● **Problem description**
As the answer, give every line of the records that includes the word "green".

Point localization data
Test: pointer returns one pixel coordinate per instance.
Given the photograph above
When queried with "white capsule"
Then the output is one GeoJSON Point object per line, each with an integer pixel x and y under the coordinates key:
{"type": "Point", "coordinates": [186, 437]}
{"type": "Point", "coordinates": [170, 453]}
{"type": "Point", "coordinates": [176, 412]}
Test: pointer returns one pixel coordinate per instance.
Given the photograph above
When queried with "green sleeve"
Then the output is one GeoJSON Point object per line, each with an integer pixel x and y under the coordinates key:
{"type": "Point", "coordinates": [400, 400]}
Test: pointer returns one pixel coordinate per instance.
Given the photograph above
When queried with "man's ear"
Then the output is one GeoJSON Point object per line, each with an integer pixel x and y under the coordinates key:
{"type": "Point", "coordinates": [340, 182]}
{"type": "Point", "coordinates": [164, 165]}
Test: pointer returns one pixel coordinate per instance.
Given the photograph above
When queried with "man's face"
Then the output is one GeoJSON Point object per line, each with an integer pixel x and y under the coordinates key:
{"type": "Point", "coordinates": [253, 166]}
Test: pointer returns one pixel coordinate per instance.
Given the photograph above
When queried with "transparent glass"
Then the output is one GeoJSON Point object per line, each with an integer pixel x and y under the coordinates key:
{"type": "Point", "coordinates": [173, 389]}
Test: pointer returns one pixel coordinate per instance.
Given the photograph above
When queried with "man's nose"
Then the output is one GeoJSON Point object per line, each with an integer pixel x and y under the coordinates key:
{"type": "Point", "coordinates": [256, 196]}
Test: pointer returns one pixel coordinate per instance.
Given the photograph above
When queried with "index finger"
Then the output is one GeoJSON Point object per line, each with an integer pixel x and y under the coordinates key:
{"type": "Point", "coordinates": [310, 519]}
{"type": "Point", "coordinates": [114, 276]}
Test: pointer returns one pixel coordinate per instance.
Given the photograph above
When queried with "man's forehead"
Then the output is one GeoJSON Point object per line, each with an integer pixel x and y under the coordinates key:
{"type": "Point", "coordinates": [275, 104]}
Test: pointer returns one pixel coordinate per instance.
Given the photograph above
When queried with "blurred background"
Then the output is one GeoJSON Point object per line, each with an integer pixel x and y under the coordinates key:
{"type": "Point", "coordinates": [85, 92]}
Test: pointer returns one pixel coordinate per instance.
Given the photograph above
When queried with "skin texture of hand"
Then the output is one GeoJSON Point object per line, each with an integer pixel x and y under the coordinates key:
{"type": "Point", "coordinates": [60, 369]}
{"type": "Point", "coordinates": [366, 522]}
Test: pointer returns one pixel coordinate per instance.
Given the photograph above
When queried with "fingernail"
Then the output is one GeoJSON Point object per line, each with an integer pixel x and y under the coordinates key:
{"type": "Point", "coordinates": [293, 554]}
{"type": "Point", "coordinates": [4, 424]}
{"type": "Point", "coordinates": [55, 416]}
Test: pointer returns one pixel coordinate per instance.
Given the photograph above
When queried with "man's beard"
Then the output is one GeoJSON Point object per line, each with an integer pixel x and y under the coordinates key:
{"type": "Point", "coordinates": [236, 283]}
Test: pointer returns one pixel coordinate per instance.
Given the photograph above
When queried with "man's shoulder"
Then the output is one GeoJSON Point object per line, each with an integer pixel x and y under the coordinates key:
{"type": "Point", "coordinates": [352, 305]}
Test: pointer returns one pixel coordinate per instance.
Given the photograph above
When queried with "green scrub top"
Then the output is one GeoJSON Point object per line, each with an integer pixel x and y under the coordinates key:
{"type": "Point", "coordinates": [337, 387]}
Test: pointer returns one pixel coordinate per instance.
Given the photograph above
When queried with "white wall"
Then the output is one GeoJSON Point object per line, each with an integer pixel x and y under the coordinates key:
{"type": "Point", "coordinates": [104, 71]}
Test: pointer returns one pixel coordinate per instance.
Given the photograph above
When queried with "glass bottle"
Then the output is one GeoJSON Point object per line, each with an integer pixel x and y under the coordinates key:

● **Answer below**
When queried with "green sleeve"
When queried with "green scrub top"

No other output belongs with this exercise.